__Task prompt__
The entries shown below are to be printed in full, unaltered.

__Material shown__
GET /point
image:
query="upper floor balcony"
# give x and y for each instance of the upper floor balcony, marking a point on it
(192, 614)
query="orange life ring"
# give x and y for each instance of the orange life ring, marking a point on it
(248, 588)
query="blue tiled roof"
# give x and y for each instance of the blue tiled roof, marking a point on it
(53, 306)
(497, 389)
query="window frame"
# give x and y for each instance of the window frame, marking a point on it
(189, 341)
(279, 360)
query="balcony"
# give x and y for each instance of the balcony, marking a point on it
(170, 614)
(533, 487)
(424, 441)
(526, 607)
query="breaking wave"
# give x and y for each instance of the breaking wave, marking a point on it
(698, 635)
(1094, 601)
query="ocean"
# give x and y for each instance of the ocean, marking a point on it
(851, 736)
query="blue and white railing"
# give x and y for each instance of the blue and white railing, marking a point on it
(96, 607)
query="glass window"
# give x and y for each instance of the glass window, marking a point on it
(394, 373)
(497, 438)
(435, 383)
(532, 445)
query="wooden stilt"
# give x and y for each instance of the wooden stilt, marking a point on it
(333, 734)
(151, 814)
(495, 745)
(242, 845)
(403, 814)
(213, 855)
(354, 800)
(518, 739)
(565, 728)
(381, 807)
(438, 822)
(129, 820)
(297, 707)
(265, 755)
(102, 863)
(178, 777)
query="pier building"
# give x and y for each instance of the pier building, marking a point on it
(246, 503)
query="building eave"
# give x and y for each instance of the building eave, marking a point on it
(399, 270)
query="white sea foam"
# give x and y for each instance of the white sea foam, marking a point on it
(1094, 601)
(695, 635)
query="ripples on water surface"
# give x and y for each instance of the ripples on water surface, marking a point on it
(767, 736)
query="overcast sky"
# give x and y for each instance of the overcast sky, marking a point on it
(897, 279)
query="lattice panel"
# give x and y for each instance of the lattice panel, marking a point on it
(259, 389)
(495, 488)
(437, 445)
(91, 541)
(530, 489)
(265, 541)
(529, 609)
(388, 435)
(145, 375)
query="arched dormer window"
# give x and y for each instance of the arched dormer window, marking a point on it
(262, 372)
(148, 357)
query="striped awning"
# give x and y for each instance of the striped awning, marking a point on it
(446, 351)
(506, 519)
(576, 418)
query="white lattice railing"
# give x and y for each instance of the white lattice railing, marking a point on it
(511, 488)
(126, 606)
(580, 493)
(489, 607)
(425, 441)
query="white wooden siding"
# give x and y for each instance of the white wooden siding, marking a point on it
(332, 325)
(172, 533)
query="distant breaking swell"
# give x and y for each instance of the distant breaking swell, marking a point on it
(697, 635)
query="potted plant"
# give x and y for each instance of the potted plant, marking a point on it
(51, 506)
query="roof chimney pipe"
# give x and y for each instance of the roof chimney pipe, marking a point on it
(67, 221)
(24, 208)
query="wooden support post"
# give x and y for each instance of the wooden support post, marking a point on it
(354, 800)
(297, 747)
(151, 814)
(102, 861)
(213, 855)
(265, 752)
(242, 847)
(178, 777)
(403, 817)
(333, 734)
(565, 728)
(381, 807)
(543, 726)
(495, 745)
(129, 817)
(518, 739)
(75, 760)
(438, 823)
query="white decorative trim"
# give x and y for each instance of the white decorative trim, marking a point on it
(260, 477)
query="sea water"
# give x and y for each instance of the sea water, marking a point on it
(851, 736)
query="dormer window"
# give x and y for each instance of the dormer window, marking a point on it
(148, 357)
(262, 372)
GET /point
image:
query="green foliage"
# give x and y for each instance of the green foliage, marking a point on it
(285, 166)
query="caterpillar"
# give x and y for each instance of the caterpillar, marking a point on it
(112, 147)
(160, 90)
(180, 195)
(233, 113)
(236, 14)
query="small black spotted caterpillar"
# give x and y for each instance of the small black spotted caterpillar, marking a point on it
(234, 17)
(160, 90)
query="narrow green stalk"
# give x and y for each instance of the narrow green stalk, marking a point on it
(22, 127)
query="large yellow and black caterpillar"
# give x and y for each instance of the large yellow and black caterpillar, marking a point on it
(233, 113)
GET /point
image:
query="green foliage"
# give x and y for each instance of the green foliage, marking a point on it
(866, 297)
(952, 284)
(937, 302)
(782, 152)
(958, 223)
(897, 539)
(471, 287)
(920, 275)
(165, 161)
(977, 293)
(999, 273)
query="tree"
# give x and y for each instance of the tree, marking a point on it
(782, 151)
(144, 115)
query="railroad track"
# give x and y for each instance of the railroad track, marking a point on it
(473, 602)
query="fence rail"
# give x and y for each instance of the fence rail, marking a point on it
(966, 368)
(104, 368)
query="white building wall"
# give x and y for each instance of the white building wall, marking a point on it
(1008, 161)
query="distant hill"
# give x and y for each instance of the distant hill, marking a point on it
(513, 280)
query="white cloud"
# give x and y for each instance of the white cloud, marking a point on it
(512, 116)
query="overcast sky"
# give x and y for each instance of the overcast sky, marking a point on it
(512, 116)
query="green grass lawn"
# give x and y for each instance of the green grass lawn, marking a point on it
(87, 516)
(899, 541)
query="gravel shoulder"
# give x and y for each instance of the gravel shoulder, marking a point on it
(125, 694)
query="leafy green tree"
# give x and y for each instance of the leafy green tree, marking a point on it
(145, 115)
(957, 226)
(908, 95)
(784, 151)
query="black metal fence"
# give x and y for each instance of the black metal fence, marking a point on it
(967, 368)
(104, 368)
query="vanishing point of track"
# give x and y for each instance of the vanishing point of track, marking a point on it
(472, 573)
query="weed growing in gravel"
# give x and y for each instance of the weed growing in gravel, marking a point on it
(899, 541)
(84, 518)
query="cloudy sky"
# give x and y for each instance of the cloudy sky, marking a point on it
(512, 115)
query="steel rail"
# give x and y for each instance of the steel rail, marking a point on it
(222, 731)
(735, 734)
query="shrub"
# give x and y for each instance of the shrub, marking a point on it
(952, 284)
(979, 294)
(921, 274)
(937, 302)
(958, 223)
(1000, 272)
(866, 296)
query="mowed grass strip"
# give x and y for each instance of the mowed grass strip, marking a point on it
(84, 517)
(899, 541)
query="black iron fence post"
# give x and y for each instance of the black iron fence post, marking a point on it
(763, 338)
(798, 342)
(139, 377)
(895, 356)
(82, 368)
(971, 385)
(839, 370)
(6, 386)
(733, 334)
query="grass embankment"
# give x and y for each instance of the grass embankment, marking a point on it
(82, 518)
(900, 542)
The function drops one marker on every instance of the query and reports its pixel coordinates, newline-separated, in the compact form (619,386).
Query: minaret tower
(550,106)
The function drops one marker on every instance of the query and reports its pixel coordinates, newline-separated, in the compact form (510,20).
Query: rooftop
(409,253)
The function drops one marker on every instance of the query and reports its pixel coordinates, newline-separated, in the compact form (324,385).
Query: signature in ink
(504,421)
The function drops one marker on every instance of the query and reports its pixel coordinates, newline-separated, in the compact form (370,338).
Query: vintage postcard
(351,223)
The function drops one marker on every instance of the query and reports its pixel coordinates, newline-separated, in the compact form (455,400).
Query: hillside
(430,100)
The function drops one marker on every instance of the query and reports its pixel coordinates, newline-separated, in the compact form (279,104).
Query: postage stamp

__Answer space__
GET /point
image:
query="upper floor balcony"
# give x and y for each instance of the upper floor balcony, marking a point on it
(192, 614)
query="orange life ring"
# give x and y for each instance of the orange life ring, marking a point on it
(248, 588)
query="blue tiled roof"
# give x and y for each instance of the blue tiled roof, marking a point on it
(53, 306)
(497, 389)
query="window frame"
# give x and y for each instance of the window frame, marking a point on it
(189, 341)
(279, 360)
query="balcony"
# give x and y for each instance of the balcony, marking a point on it
(170, 614)
(533, 487)
(424, 441)
(526, 607)
query="breaking wave"
# give x and y for each instance of the breaking wave, marking a point on it
(698, 635)
(1094, 601)
query="ocean"
# give x and y for each instance of the ocean, marking a point on it
(851, 736)
query="blue and white railing"
# give x and y for each instance of the blue and white railing, marking a point on it
(96, 607)
query="glass window"
# give x and y for each instance of the glass window, marking a point on it
(394, 373)
(497, 438)
(435, 383)
(532, 445)
query="wooden stilt"
# give x and y for each instance of the wooden stilt, marking a point on it
(333, 734)
(151, 814)
(495, 745)
(242, 845)
(403, 814)
(213, 855)
(354, 800)
(518, 739)
(565, 728)
(381, 807)
(438, 822)
(129, 820)
(297, 707)
(265, 755)
(102, 863)
(178, 777)
query="pier building"
# give x and y for each instance of the pier building, marking a point on it
(246, 503)
query="building eave"
# give x and y for each instance of the building eave, marking a point on it
(399, 270)
query="white sea foam"
# give x and y for each instance of the white sea foam, marking a point on it
(1094, 601)
(695, 635)
query="ripples on water surface"
# give x and y for each instance of the ripples on water surface, marking a point on it
(767, 736)
query="overcast sky"
# give x and y for each instance of the overcast sky, marking a point on it
(897, 279)
query="lattice panel"
# give x and y for each instance of the lattice panel, marking a point on it
(259, 389)
(495, 488)
(437, 445)
(91, 541)
(530, 489)
(265, 541)
(529, 609)
(388, 435)
(145, 375)
query="arched dormer window"
# give x and y for each instance of the arched dormer window, marking a point on it
(262, 372)
(148, 357)
query="striped awning"
# give x and y for each instance of the striped awning, marking a point on it
(446, 351)
(506, 519)
(576, 418)
query="white lattice railing"
# give x and y for each instance of the white lattice railing, marking a point on it
(511, 488)
(126, 606)
(580, 493)
(489, 607)
(425, 441)
query="white wooden siding"
# give x and y for each instance of the white wooden siding, marking a point on it
(332, 325)
(172, 533)
query="distant breaking swell"
# give x and y for each instance of the distant breaking swell, marking a point on it
(697, 635)
query="potted plant"
# give x and y for each instance of the potted plant, marking a point on it
(51, 506)
query="roof chimney pipe"
# give x and y for each instance of the roof chimney pipe, marking a point on it
(67, 221)
(24, 208)
query="wooden support post"
# give x and y for each instance of the wooden support post, marking a point on it
(354, 800)
(297, 747)
(151, 814)
(102, 861)
(213, 855)
(265, 752)
(242, 847)
(178, 777)
(403, 817)
(333, 734)
(565, 728)
(381, 807)
(543, 726)
(495, 745)
(129, 817)
(518, 739)
(75, 760)
(438, 823)
query="white decorative trim"
# give x and y for each instance of the white decorative trim, marking a point on it
(260, 477)
query="sea water"
# give x and y for each instance of the sea water, marking a point on it
(851, 736)
query="dormer window"
# give x and y for each instance of the dormer window, marking a point on it
(148, 357)
(262, 372)
GET /point
image:
query="green foliage"
# give x and y for each instance of the green foliage, marking a point on it
(285, 166)
query="caterpillar"
# give x and y for each instance of the caterpillar, marking a point on it
(112, 147)
(160, 90)
(180, 195)
(233, 113)
(236, 14)
query="small black spotted caterpillar"
# give x and y for each instance of the small black spotted caterpillar, marking a point on it
(234, 17)
(160, 90)
query="narrow green stalk"
# give x and y for each instance of the narrow green stalk, marking a point on it
(22, 127)
query="large yellow and black caterpillar"
# give x and y for each instance of the large yellow and black caterpillar, marking a point on it
(233, 113)
GET /point
image:
query="green foliage"
# give x and y for each instance of the green foliage, marking a point on it
(866, 297)
(952, 284)
(937, 302)
(782, 152)
(958, 223)
(897, 539)
(471, 287)
(920, 275)
(165, 161)
(977, 293)
(999, 273)
query="tree"
# give x and y for each instance of the tree, marking a point on it
(782, 151)
(144, 115)
query="railroad track"
# give x and y for each instance of the railroad track, marking a point on it
(473, 602)
query="fence rail"
# give x and y for each instance of the fence rail, marking a point on it
(966, 368)
(104, 368)
query="white building wall"
# give x and y for each instance of the white building wall, marking a point on it
(1008, 161)
query="distant hill"
# give x and y for each instance of the distant hill, marking a point on it
(513, 280)
query="white cloud"
# give x and y for each instance of the white cloud, marking a point on it
(512, 116)
query="overcast sky"
# give x and y for each instance of the overcast sky, marking a point on it
(512, 116)
query="green grass lawn"
# give x and y for each instance of the green grass lawn, marking a point on it
(87, 516)
(899, 541)
query="gravel shoulder"
# give x and y for each instance of the gravel shoulder, marking a point on it
(125, 694)
query="leafy green tree"
# give x and y for each instance of the leafy green tree, marking a point on it
(145, 115)
(957, 226)
(908, 95)
(784, 151)
query="black metal fence"
# give x and y for each instance of the black metal fence, marking a point on it
(967, 368)
(104, 368)
query="vanishing point of track"
# give x and y for each instance of the vanishing point of track, marking a point on it
(472, 573)
query="weed growing in gravel"
# give x and y for each instance of the weed growing in gravel, marking a point on it
(899, 541)
(84, 518)
query="cloudy sky"
# give x and y for each instance of the cloudy sky, marking a point on it
(512, 115)
query="steel rail"
# give x and y for each instance of the steel rail, marking a point on it
(222, 731)
(735, 734)
query="shrub"
# give x and y for each instance of the shrub, marking a point on it
(952, 284)
(979, 294)
(921, 274)
(937, 302)
(958, 223)
(1000, 272)
(866, 296)
query="mowed grass strip"
# give x and y for each instance of the mowed grass strip, marking a point on it
(84, 517)
(899, 541)
query="black iron fence post"
# give x and y for each instance of the black iron fence post, marking a point on it
(763, 338)
(798, 342)
(139, 377)
(895, 356)
(82, 368)
(971, 385)
(839, 370)
(6, 386)
(733, 334)
query="grass embankment"
# give x and y for each instance of the grass embankment, marking a point on it
(82, 518)
(900, 542)
The function drops one marker on every instance of the query and reports its pixel coordinates, newline-separated, in the compact form (619,386).
Query: minaret tower
(550,106)
The function drops one marker on every instance of the query and reports its pixel coordinates, newline-separated, in the compact form (510,20).
Query: rooftop
(409,253)
The function drops one marker on every instance of the query and reports its pixel coordinates, newline-separated, in the compact form (324,385).
Query: signature in ink
(504,421)
The function drops one marker on every instance of the query and reports its pixel coordinates, newline-separated, in the compact form (370,338).
Query: vintage postcard
(351,223)
The function drops one marker on every instance of the query and reports its pixel coordinates, newline-separated, in the compact form (455,400).
Query: hillside
(430,100)
The function drops one marker on every instance of the query and reports its pixel coordinates, newline-separated, in the compact form (279,104).
Query: postage stamp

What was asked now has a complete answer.